◆ Instructions to follow
In the essay on the picturebook as an experimental document, what is the original title of the book Tove Jansson made in 1952?
──────── Document segment ────────
The picturebook as an experimental document

 

 

Last year I was a bachelor student in Document Development at The Department of Documentation Science at the University of Tromsø. As an examination project, in spring 2004, I made a small experimental picturebook which I call a multilinear narrative. Earlier in my studies, I had been working with different picturebooks, analysing them through a document approach. I found this approach very useful when trying to describe picturebooks, and so I got the idea of making a picturebook of my own, as an experimental document.

 

The book of Tove Jansson – an example

Before I talk about my experimental book, I will say something about why I find picturebooks so fascinating, and also suitable as objects for a document analysis. In picturebooks the consepts of form and content do indeed intervene in each other. Picturebooks uses the physical qualities, such as shape, design, colours, typography and also the materiality to create meaning, as part of the narrative. And this is the reason, I think, why a document approach focusing on the means can be very constructive. Then the question will be: ”What means are used to show what?”.

 

I woul like to show you an example of a book were the author uses both the pictures, the typography and also the materiality of the pages in a wonderful way to create meaning. The book is made by the Scandinavian author, Tove Jansson in 1952. The English edition of the book is called The book about Moomin, Mymble and Little My, but the original edition is called Hur gick det sen?, which might be translated with What happened next?

 

This is a good title, I think, because it referes to the special physical qualities of the book. In this book, all the pages has an opening. These openings are elements in the pictures, and parts of the narrative – representing for example a door, a window or a tunnel that the characters in the story enter through as the pages are beeing turned. For the reader the openings  function as very effective ”pageturners”. They enable the reader to spot some details on the page behind the opening, before turning the page to find out just ”What happends next?”.

                                                                                                                                                                                                                                                          One funny example of how these openings are used as means, to create meaning, is on a page where the text says that one of the characters called Filifjonkan gets frightened, and therefor runs straight through the picture (1). Then the text tells the reader to look at the big hole which has been torn in the page. Here both the text, the picture and also the materiality of the book, the page of paper, are means used to create a narrative, and also to give a metafictional coment about the narrative. The hole, which is mentioned in the text, and symbolized in the picture, is also a real hole in the page, a real hole in the physical world. This gives the reader a great awareness of the medium, a book with pages of paper. It also challenges the reader, playing with the consepts of fiction contra reality.
──────── Data supplied ────────
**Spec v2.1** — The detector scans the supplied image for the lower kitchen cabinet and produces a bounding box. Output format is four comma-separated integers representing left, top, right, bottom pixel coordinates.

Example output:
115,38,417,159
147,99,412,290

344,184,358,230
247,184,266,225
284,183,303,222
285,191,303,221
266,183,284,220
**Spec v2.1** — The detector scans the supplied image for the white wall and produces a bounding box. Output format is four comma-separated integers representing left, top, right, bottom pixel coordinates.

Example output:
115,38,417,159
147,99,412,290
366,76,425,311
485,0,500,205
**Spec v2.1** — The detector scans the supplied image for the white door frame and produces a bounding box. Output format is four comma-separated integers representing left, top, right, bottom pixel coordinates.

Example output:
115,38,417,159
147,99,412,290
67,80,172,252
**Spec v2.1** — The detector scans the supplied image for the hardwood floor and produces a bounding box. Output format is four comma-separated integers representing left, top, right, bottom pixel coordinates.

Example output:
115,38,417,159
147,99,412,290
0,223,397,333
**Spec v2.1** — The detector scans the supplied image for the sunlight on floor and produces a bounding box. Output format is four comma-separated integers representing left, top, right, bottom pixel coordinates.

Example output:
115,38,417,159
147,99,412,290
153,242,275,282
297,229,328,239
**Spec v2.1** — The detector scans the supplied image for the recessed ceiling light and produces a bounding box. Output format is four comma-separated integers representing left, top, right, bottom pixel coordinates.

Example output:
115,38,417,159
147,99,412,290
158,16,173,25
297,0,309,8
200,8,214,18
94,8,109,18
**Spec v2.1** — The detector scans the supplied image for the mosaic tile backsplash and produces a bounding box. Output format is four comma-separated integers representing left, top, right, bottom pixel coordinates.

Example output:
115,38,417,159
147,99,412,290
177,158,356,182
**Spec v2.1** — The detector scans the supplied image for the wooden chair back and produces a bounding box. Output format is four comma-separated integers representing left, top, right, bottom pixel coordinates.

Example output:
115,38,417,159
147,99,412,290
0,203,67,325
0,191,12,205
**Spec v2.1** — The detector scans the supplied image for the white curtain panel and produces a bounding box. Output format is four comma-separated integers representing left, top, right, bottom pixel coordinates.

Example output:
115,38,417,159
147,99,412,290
────────
◆ Complete answer
Hur gick det sen?